* **WRITTEN PROBLEM**:
Print all records exactly, leaving nothing out.

══ DATASET RECORDS ══

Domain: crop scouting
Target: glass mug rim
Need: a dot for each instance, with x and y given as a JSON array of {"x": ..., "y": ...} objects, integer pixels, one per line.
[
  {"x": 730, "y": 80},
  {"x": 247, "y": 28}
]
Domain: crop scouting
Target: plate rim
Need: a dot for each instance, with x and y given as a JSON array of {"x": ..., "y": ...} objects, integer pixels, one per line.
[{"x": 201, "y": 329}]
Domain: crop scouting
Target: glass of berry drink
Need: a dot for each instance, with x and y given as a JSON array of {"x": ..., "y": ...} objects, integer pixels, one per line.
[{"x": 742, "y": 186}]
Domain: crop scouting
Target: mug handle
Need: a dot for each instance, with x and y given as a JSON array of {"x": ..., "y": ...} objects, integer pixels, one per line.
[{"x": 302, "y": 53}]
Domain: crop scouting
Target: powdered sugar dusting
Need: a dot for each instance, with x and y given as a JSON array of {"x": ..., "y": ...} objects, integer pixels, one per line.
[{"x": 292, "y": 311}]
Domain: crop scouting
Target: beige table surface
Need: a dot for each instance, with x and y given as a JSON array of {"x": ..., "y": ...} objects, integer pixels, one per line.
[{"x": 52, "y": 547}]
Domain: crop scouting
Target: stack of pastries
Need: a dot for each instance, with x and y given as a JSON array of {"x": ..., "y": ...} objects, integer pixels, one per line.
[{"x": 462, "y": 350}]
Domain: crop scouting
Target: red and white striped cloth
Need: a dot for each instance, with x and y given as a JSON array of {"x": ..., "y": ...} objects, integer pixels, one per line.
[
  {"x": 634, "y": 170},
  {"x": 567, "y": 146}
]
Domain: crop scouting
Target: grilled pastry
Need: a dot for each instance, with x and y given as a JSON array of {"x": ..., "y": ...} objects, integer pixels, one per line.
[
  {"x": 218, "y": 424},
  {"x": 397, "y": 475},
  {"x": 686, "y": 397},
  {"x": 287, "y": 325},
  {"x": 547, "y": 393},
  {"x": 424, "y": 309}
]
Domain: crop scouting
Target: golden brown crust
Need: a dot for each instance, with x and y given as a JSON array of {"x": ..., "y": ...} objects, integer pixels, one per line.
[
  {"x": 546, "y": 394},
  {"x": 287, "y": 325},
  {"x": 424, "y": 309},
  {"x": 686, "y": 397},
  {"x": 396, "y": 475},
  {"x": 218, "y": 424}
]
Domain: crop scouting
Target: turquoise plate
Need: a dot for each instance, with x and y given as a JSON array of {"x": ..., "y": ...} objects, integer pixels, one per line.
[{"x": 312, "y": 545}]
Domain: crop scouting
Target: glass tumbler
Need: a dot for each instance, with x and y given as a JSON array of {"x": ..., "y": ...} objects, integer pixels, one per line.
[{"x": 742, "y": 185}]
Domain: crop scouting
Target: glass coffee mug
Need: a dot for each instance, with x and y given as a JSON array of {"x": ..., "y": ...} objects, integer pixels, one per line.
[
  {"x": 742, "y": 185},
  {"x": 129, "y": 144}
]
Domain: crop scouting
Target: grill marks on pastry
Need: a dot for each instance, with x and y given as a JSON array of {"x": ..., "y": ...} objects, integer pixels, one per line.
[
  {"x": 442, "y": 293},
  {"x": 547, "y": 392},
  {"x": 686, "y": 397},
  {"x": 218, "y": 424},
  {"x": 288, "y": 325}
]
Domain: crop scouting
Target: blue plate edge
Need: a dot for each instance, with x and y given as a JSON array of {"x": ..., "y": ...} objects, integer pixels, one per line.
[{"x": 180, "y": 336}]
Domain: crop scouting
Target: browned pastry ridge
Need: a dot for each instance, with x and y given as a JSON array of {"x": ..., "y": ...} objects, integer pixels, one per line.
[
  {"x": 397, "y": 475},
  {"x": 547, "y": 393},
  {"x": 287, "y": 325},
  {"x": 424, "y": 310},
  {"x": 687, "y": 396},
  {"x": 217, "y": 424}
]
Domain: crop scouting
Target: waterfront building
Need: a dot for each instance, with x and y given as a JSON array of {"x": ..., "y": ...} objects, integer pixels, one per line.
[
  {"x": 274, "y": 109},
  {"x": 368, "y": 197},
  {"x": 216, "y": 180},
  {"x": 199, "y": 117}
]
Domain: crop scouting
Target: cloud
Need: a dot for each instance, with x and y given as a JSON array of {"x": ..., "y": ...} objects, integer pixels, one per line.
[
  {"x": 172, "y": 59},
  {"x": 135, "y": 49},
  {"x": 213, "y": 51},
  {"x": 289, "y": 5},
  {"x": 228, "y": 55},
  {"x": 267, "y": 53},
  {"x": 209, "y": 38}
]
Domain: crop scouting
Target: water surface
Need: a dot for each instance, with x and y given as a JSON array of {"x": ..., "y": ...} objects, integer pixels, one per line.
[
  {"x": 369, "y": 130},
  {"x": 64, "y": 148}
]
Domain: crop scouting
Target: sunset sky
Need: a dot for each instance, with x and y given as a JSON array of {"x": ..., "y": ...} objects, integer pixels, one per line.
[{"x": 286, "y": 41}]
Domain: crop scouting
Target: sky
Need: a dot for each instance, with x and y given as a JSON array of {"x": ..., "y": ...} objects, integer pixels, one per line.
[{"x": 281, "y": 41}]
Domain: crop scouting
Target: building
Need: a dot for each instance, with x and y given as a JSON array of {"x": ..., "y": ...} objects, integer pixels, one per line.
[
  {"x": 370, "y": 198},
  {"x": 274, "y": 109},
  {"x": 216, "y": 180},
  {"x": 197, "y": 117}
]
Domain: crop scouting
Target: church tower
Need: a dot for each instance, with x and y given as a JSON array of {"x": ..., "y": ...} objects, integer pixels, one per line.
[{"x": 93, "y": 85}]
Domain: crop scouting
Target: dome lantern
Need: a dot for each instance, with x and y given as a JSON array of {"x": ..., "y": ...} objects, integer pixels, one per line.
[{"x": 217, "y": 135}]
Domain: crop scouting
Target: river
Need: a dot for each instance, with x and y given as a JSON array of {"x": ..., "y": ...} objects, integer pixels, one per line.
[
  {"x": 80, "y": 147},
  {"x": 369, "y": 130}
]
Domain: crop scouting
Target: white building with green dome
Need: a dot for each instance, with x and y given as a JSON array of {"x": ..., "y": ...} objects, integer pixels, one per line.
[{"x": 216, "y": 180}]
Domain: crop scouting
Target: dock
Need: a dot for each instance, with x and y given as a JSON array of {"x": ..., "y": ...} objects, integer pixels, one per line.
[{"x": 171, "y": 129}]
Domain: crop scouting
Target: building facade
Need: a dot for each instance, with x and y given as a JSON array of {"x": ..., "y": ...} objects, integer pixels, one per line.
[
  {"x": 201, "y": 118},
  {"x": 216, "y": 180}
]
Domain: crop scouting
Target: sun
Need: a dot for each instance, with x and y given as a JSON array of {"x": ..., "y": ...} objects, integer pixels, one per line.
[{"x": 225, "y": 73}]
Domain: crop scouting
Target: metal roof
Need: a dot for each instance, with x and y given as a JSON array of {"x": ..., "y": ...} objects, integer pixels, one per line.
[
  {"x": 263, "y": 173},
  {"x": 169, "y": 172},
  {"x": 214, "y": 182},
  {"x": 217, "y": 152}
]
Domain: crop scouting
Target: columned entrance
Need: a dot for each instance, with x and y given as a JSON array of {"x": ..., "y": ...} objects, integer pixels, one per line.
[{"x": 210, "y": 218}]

═══

* **COMPLETED TASK**:
Domain: crop scouting
Target: glass mug rim
Need: a dot for each instance, with x and y given as a JSON array of {"x": ..., "y": ...} objects, integer pixels, one per line.
[
  {"x": 730, "y": 80},
  {"x": 247, "y": 28}
]
Domain: crop scouting
Target: plate rim
Need: a dot for each instance, with x and y given as a JSON array of {"x": ..., "y": ...} objects, integer pixels, one per line.
[{"x": 201, "y": 329}]
Domain: crop scouting
Target: glass of berry drink
Need: a dot for each instance, with x and y given as a JSON array of {"x": ..., "y": ...} objects, integer pixels, one per line.
[{"x": 742, "y": 186}]
Domain: crop scouting
Target: mug handle
Need: a dot for each instance, with x and y given as a JSON array of {"x": ..., "y": ...} objects, integer pixels, one per line.
[{"x": 302, "y": 53}]
Domain: crop scouting
Target: powdered sugar dusting
Need: a dot for each instance, with x and y given as a JSON array of {"x": ..., "y": ...} objects, integer pixels, one per line.
[{"x": 292, "y": 311}]
Domain: crop scouting
Target: beige table surface
Need: a dot for each instance, with x and y given as a JSON array of {"x": ..., "y": ...} objects, integer pixels, one per line.
[{"x": 52, "y": 547}]
Domain: crop scouting
Target: stack of pastries
Need: a dot for each instance, with x and y given as a JSON array of {"x": ..., "y": ...} objects, integer pixels, one per line.
[{"x": 462, "y": 350}]
Domain: crop scouting
Target: red and white striped cloth
Need: a dot for each instance, with x and y given as a JSON array of {"x": ..., "y": ...} objects, integer pixels, one per line.
[
  {"x": 634, "y": 170},
  {"x": 567, "y": 146}
]
Domain: crop scouting
Target: grilled pastry
Need: a dot for each instance, with x and y given as a JSON array of {"x": ..., "y": ...} objects, integer pixels, one per line.
[
  {"x": 218, "y": 424},
  {"x": 397, "y": 475},
  {"x": 686, "y": 397},
  {"x": 287, "y": 325},
  {"x": 547, "y": 393},
  {"x": 424, "y": 309}
]
Domain: crop scouting
Target: golden brown crust
Need: a dot for each instance, with x and y given as a JSON array of {"x": ..., "y": ...} objects, integer pixels, one per line.
[
  {"x": 546, "y": 394},
  {"x": 287, "y": 325},
  {"x": 424, "y": 309},
  {"x": 686, "y": 397},
  {"x": 396, "y": 475},
  {"x": 218, "y": 424}
]
Domain: crop scouting
Target: turquoise plate
Need: a dot for each instance, with x and y given as a JSON array of {"x": ..., "y": ...} objects, integer pixels, one per line.
[{"x": 312, "y": 545}]
Domain: crop scouting
Target: glass tumbler
Need: a dot for each instance, with x and y given as a JSON array of {"x": ..., "y": ...} objects, integer pixels, one per line.
[{"x": 742, "y": 185}]
Domain: crop scouting
Target: glass coffee mug
Need: a dot for each instance, with x and y given as a JSON array of {"x": ..., "y": ...} objects, integer pixels, one per line.
[
  {"x": 742, "y": 185},
  {"x": 129, "y": 144}
]
Domain: crop scouting
Target: grill marks on pastry
Need: a dot for each instance, with x and y given as a JSON array of {"x": ..., "y": ...} objects, integer pixels, one per line.
[
  {"x": 442, "y": 293},
  {"x": 547, "y": 392},
  {"x": 686, "y": 397},
  {"x": 218, "y": 424},
  {"x": 288, "y": 325}
]
Domain: crop scouting
Target: blue plate edge
Need: a dot for each instance, with x and y given as a JSON array of {"x": ..., "y": ...} objects, integer pixels, one per line.
[{"x": 180, "y": 336}]
Domain: crop scouting
Target: browned pastry ridge
Need: a dot for each instance, with x and y given as a JSON array of {"x": ..., "y": ...} objects, integer pixels, one per line.
[
  {"x": 397, "y": 475},
  {"x": 547, "y": 393},
  {"x": 287, "y": 325},
  {"x": 424, "y": 310},
  {"x": 687, "y": 396},
  {"x": 217, "y": 424}
]
Domain: crop scouting
Target: waterfront building
Need: a dot for each instance, with x and y given as a JSON array of {"x": ..., "y": ...} objects, integer pixels, one per line.
[
  {"x": 274, "y": 109},
  {"x": 368, "y": 197},
  {"x": 216, "y": 180},
  {"x": 199, "y": 117}
]
Domain: crop scouting
Target: cloud
Need: a dot for each instance, with x and y given as a JSON array of {"x": ..., "y": ...} objects, integer pixels, one per line.
[
  {"x": 172, "y": 59},
  {"x": 135, "y": 49},
  {"x": 213, "y": 51},
  {"x": 289, "y": 5},
  {"x": 228, "y": 55},
  {"x": 267, "y": 53},
  {"x": 209, "y": 38}
]
Domain: crop scouting
Target: water surface
Need: a dot for each instance, with x and y given as a JSON array of {"x": ..., "y": ...} objects, integer pixels, one per line.
[
  {"x": 369, "y": 130},
  {"x": 64, "y": 148}
]
Domain: crop scouting
Target: sunset sky
Need: a dot for each instance, with x and y given as a JSON array of {"x": ..., "y": ...} objects, integer pixels, one per line.
[{"x": 286, "y": 41}]
Domain: crop scouting
Target: sky
Need: a dot for each instance, with x and y given as a JSON array of {"x": ..., "y": ...} objects, integer pixels, one per line.
[{"x": 281, "y": 41}]
Domain: crop scouting
Target: building
Need: a dot for each instance, with x and y given as a JSON array of {"x": ..., "y": ...} objects, integer pixels, one per line.
[
  {"x": 370, "y": 198},
  {"x": 274, "y": 109},
  {"x": 216, "y": 180},
  {"x": 197, "y": 117}
]
Domain: crop scouting
Target: church tower
Need: a dot for each instance, with x and y given as a JSON array of {"x": ..., "y": ...} objects, integer pixels, one per line.
[{"x": 93, "y": 85}]
Domain: crop scouting
Target: dome lantern
Need: a dot for each instance, with x and y given as a JSON array of {"x": ..., "y": ...} objects, integer pixels, one per line.
[{"x": 217, "y": 135}]
Domain: crop scouting
Target: river
Need: a dot for each instance, with x and y given as a JSON array of {"x": ..., "y": ...} objects, integer pixels, one per line.
[
  {"x": 80, "y": 147},
  {"x": 369, "y": 130}
]
Domain: crop scouting
Target: white building with green dome
Need: a dot for each instance, with x and y given as a JSON array of {"x": ..., "y": ...} objects, integer pixels, one per line.
[{"x": 216, "y": 180}]
Domain: crop scouting
Target: dock
Need: a dot for each instance, with x and y given as a JSON array of {"x": ..., "y": ...} objects, integer pixels, one per line.
[{"x": 171, "y": 129}]
Domain: crop scouting
Target: building facade
Need: a dot for each instance, with x and y given as a JSON array of {"x": ..., "y": ...} objects, integer pixels, one per line.
[
  {"x": 201, "y": 118},
  {"x": 216, "y": 180}
]
Domain: crop scouting
Target: sun
Need: a dot for each instance, with x and y given as a JSON array of {"x": ..., "y": ...} objects, integer pixels, one per line.
[{"x": 225, "y": 73}]
Domain: crop scouting
Target: metal roof
Need: a dot for each instance, with x and y given as a JSON array of {"x": ..., "y": ...} objects, integer pixels, one per line.
[
  {"x": 263, "y": 173},
  {"x": 169, "y": 172},
  {"x": 214, "y": 182},
  {"x": 217, "y": 152}
]
Domain: crop scouting
Target: columned entrance
Need: a dot for each instance, with x and y given as a JSON array of {"x": ..., "y": ...} objects, integer pixels, one per line.
[{"x": 210, "y": 218}]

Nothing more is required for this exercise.